DATA TO PROCESS:
=-=-=
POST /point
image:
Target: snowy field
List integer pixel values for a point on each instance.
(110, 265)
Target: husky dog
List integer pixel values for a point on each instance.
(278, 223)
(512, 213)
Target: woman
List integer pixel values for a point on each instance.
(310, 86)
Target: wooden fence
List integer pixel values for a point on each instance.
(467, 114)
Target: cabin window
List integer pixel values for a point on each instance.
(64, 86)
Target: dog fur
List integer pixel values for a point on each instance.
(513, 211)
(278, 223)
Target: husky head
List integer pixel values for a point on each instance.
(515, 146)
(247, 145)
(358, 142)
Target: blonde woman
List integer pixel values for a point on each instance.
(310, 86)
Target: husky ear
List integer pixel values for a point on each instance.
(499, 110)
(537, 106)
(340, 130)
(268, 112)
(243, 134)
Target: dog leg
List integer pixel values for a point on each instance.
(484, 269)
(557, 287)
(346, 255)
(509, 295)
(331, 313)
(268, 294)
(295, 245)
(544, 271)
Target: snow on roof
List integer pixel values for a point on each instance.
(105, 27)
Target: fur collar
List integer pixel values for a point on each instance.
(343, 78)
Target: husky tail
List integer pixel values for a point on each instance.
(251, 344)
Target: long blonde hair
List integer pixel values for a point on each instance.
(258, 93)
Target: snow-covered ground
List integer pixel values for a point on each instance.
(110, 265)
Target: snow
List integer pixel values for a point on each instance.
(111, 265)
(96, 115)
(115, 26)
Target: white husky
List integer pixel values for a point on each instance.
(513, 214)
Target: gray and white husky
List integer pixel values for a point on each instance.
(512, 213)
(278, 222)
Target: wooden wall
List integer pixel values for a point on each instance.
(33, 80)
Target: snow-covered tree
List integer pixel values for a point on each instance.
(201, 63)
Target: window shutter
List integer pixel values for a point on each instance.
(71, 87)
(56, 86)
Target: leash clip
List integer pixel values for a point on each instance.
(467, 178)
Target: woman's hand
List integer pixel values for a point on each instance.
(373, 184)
=-=-=
EXERCISE DETAILS: Rewrite all of the entries above, changing every "Target" to "Label" and leaving the rest as it is.

THE REPLY:
POST /point
image:
Label: snowy field
List integer pixel values for a point on each instance.
(110, 265)
Label: husky dog
List integer pixel values for a point on each instance.
(278, 223)
(512, 213)
Label: woman
List integer pixel values for a point on each instance.
(310, 86)
Label: wooden fence
List integer pixel values for a point on each instance.
(467, 114)
Label: cabin window
List integer pixel values for a point on each instance.
(64, 86)
Label: dog fur
List integer pixel values for a point on each instance.
(513, 211)
(278, 223)
Label: husky head
List integer pixel values for a point on each instance.
(515, 146)
(247, 145)
(358, 142)
Label: blonde woman
List integer pixel values for a point on each instance.
(310, 86)
Label: husky ear
List integer pixel values for a point on each instance.
(499, 110)
(537, 106)
(340, 130)
(268, 112)
(243, 134)
Label: dog leg
List integer pixel values for a point on each instance.
(484, 269)
(557, 287)
(346, 255)
(509, 295)
(331, 313)
(268, 294)
(295, 245)
(544, 271)
Label: snow on roof
List integer pixel values for a point on each instance.
(105, 27)
Label: fur collar
List integer pixel values for a point on each instance.
(343, 78)
Label: husky tail
List integer pixel values for a point on each instance.
(251, 344)
Label: long blonde hair
List integer pixel values for a point on each instance.
(258, 93)
Label: snow-covered ground
List integer pixel values for a point on each instance.
(110, 265)
Label: snow
List integer pixel values for a point on each instance.
(111, 265)
(96, 115)
(115, 26)
Label: white husky
List integer pixel values for a point on each instance.
(513, 214)
Label: gray and white husky
List integer pixel values for a point on each instance.
(512, 213)
(278, 222)
Label: wooden wall
List integer pixel values for a point on each instance.
(33, 80)
Label: snow-covered tree
List integer pixel values for a point on each instance.
(201, 63)
Label: window shutter
List integer pixel values for a point on each instance.
(71, 87)
(56, 86)
Label: leash clip
List integer pixel values for a point on each instance.
(467, 178)
Label: woman's hand
List integer pixel values for a point on each instance.
(373, 184)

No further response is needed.